■ **TASK REQUIREMENTS**
When the word "positive" shows up in a line of the records below, copy that line.

::: DATA SECTION :::

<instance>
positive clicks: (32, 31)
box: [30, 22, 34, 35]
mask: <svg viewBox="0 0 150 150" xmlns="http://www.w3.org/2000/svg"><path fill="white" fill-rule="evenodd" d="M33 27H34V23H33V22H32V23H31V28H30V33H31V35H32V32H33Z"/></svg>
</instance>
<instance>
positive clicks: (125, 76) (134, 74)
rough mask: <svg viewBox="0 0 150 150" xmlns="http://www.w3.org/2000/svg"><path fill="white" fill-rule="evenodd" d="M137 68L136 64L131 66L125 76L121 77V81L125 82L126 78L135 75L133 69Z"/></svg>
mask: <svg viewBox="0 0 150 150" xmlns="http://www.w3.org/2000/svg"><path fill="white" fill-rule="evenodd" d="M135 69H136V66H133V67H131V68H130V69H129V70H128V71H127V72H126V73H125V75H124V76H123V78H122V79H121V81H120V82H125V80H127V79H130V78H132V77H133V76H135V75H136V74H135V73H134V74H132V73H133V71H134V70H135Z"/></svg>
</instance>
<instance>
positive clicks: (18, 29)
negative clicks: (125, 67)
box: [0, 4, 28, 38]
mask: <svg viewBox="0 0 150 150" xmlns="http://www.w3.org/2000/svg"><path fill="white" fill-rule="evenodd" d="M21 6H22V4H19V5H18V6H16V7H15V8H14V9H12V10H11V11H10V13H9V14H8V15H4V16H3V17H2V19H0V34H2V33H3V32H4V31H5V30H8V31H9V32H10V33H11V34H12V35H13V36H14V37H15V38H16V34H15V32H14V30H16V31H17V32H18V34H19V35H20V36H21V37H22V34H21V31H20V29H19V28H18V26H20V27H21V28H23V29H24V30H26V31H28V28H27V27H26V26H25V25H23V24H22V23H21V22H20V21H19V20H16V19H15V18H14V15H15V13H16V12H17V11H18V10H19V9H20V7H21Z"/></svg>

:::
::: DATA SECTION :::

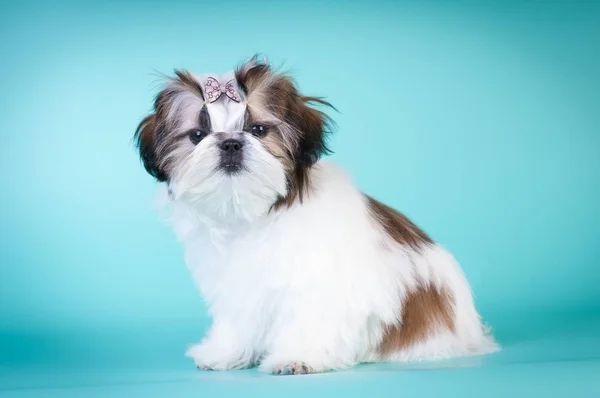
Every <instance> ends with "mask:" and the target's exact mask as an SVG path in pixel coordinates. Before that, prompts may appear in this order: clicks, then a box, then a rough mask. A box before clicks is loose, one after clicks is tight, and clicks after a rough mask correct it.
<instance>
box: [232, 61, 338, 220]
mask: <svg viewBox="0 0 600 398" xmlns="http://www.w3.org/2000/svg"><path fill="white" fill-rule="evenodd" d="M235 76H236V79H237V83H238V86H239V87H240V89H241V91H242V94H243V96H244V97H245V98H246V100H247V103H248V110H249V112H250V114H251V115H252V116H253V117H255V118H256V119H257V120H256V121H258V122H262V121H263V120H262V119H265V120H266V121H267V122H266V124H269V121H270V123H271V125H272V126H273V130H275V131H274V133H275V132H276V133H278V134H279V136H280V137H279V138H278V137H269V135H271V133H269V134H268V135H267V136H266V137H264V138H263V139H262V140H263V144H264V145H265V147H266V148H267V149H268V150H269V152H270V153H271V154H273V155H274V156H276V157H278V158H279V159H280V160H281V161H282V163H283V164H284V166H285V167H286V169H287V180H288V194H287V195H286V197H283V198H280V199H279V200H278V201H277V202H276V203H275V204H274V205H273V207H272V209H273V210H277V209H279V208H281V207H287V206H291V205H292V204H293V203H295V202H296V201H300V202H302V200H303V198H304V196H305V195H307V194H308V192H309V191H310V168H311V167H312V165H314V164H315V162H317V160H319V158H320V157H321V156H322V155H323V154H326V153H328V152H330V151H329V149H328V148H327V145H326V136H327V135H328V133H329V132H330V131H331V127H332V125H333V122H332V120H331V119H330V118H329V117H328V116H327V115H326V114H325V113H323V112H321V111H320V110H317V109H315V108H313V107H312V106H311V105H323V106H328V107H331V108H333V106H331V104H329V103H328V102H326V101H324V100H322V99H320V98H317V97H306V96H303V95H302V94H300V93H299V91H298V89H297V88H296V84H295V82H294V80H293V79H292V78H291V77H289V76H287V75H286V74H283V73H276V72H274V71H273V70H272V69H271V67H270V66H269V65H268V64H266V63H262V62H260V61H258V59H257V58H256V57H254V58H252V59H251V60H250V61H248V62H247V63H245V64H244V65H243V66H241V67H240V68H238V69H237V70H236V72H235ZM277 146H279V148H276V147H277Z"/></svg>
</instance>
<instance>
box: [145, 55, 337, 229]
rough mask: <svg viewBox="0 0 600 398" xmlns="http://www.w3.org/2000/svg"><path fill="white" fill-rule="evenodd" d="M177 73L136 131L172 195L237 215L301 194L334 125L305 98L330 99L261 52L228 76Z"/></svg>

:::

■ **RESULT OF THE EXERCISE**
positive clicks: (32, 31)
positive clicks: (125, 76) (134, 74)
positive clicks: (18, 29)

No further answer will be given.